**TEXTE FOURNI**
Difficile de croire qu'on puisse se fondre dans des machines mais que l'espèce humaine se diversifie, se transforme et s'hybride est le destin de toutes les espèces, voire d'être remplacée par une autre espèce. Ce n'est pas ce qui arrête l'histoire ni annule toutes les connaissances accumulées. Si c'est une histoire sans sujet, évolution technologique et cognitive, peu importe l'espèce qui s'en empare et continue notre histoire. Ce qu'on craint, ce sont les inégalités de races, comme si elles n'existaient pas déjà, mais on ne sait si on aura au contraire une plus grande homogénéité puisqu'il paraît qu'on ne fera plus que des bébés éprouvettes avec tri des embryons, méthode beaucoup plus sûre que la méthode naturelle, le sexe n'étant plus dès lors qu'une partie de plaisir, bien séparée de la reproduction ! Il se pourrait d'ailleurs que les premiers transhumains soient les prochains explorateurs de Mars puisqu'on envisage en effet d'avoir recours à la génétique pour rendre possible les voyages interplanétaires, et pour quitter la Terre en faire déjà des extra-terrestres. Sur le long terme au moins ces dérives sont inévitables et n'ont, de toutes façons, pas l'importance purement imaginaire qu'on leur donne.

Ces questions métaphysiques ou religieuses sont très loin de nous. Notre quotidien, c'est la précarité d'un côté et le risque climatique de l'autre qui menacent réellement cette fois notre humanité, non pas le franchissement de la frontière entre les races, les espèces, les sexes - ni même avec les machines - quand les risques d'effondrement ne sont pas symboliques et intérieurs mais matériels et extérieurs, écologiques et climatiques. Il ne s'agit pas de faire comme s'il ne se passait rien alors qu'on s'essouffle derrière une accélération technologique qui nous dépasse, mais il ne faudrait pas que cela nous détourne des vrais problèmes pour lesquels nous manquons cruellement de solutions crédibles et ce n'est certes pas l'intelligence qu'on doit craindre pour cela. Il ne faudrait pas se croire si extraordinaires alors qu'on démontre tous les jours le contraire, ne pas avoir une opinion délirante de soi jusqu'à ne rien pouvoir imaginer de supérieur à notre culture, notre intelligence, voire notre bon coeur et nos merveilleux gènes, manifestant simplement ainsi l'étendue de notre bêtise!

Il faudrait plutôt un peu mieux nous traiter les uns les autres qu'on ne le fait effectivement - mais les sermons n'y feront rien, comme toujours, il faut juste prendre conscience de la distance entre représentations idéalisées et faits, entre les fantasmes pour lesquels on s'imagine devoir se battre, les mots qu'on surinvestit, et la résolution de nos problèmes vitaux, notre survie collective et celle des générations futures dans toutes leurs diversités - non pas celle de l'Humanité éternelle.

**CONSIGNES**
1. Recopiez le passage du texte sur le transhumanisme compris entre « Il faudrait plutôt » et « de l'Humanité éternelle. », bornes incluses.
2. D'après le texte sur le transhumanisme, qui pourraient être les prochains explorateurs de Mars ?

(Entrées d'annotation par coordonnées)
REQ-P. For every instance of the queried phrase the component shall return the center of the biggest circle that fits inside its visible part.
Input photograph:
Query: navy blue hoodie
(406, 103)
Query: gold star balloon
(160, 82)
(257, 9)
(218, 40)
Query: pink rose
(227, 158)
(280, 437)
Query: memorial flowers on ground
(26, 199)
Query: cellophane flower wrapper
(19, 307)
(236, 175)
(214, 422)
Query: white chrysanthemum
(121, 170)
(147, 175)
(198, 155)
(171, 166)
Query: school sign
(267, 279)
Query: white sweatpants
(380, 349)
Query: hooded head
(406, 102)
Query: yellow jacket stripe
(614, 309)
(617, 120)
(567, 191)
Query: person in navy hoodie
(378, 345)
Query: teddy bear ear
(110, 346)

**RÉPONSES**
1.
Il faudrait plutôt un peu mieux nous traiter les uns les autres qu'on ne le fait effectivement - mais les sermons n'y feront rien, comme toujours, il faut juste prendre conscience de la distance entre représentations idéalisées et faits, entre les fantasmes pour lesquels on s'imagine devoir se battre, les mots qu'on surinvestit, et la résolution de nos problèmes vitaux, notre survie collective et celle des générations futures dans toutes leurs diversités - non pas celle de l'Humanité éternelle.

2. Les premiers transhumains.